Record excerpts:

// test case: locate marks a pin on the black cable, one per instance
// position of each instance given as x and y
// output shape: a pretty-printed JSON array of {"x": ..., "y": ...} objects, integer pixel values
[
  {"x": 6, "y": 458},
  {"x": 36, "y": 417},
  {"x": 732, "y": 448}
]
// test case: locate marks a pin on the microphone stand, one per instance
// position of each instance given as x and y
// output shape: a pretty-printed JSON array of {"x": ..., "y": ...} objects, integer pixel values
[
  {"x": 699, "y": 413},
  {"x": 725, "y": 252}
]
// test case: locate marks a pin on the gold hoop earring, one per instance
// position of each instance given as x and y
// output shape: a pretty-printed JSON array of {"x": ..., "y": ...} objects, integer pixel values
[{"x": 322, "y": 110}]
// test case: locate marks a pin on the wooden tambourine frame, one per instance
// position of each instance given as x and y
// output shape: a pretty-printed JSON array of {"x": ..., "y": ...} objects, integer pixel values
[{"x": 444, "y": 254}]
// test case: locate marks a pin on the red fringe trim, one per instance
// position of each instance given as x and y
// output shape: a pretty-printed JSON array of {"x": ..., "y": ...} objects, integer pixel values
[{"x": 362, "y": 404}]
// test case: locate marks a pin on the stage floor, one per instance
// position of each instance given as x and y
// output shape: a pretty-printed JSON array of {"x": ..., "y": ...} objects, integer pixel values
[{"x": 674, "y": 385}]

Requirement: Copy the data above without any changes, from the line with "frame, one per instance" up to and including the last line of the data.

Finished answer:
// test case: locate marks a pin on the wooden tambourine frame, one per instance
// position of each instance given as x and y
// output shape: a pretty-printed JSON array of {"x": ..., "y": ...} objects, integer pixel values
[{"x": 444, "y": 254}]
// test case: locate marks a pin on the red fringe trim, one per instance
// position of each instance given as x and y
// output shape: a pretty-printed JSON array of {"x": ..., "y": ...} objects, integer pixel values
[{"x": 362, "y": 404}]
// test case: locate marks a pin on the stage floor, one per instance
// position of each instance given as x and y
// output shape: a pretty-printed JSON array of {"x": ..., "y": ...} objects, integer pixel values
[{"x": 674, "y": 385}]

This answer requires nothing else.